» **Page**:
>> start

4.2. Where’s Waldo?¶
So far, you and your room mate have created a copy of the DataLad-101
dataset on the same file system but a different place by installing
it from a path.
You have observed that the -r
/--recursive
option needs to be given to datalad get [-n/--no-data]
(manual)
in order to install further potential subdatasets in one go. Only then
is the subdatasets file content availability metadata present to explore
the file hierarchy available within the subdataset.
Alternatively, a datalad get -n <subds>
takes care of installing
exactly the specified registered subdataset.
And you have mesmerized your room mate by showing him how git-annex retrieved large file contents from the original dataset. Your room mate is excited by this magical command. You however begin to wonder: how does DataLad know where to look for that original content?

>> end

» **Exercise goal**: Pick up the DataLad text above right after its closing question and continue writing it in the same style.

[Boundary annotation records]
>> start

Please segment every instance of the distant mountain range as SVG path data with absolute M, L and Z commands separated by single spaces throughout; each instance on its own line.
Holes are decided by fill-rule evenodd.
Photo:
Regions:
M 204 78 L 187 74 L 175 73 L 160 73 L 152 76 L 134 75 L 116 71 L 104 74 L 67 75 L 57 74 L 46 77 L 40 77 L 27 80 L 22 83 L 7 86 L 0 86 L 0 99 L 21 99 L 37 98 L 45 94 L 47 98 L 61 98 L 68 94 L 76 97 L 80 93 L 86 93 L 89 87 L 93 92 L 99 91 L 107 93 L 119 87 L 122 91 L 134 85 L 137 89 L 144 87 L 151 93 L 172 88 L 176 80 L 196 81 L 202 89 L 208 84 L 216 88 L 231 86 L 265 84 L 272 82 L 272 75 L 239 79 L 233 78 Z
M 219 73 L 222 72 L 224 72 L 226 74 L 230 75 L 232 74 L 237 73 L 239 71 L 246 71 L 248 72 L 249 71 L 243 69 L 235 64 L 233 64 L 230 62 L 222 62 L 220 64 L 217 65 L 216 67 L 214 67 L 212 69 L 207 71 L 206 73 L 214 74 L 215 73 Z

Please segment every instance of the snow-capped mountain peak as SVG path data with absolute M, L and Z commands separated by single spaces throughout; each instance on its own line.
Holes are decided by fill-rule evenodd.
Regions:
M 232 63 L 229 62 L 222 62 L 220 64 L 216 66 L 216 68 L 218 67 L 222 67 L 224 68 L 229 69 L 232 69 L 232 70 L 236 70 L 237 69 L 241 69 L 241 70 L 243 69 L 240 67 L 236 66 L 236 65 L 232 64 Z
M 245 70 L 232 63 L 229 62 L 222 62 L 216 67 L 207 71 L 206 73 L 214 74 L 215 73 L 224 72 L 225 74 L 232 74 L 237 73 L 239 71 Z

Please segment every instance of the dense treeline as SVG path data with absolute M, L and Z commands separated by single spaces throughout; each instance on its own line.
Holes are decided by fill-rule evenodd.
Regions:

>> end

» **Output of the task**:
This information comes from git-annex. Before getting another PDF, let’s query git-annex where its content is stored:
$ # navigate back into the clone of DataLad-101
$ cd ../mock_user/DataLad-101
$ git annex whereis books/TLCL.pdf
whereis books/TLCL.pdf (1 copy)
0c450dc0-c48c-4057-a231-e2654b689600 -- me@appveyor-vm:~/dl-101/DataLad-101 [origin]
ok
Oh, another cryptic character sequence - this time however not a symlink, but an annex UUID. “That’s hard to read – what is it?” your room mate asks. You can recognize a path to the dataset on your computer, prefixed with the user and hostname of your computer. “This”, you exclaim, excited about your own realization, “is my dataset’s location I’m sharing it from!”
What is this location, and what if I provided a description?
Back in the very first section of the Basics, Create a dataset, a Find-out-more mentioned the ‘–description’ option of datalad create
(manual).
With this option, you can provide a description about the dataset location.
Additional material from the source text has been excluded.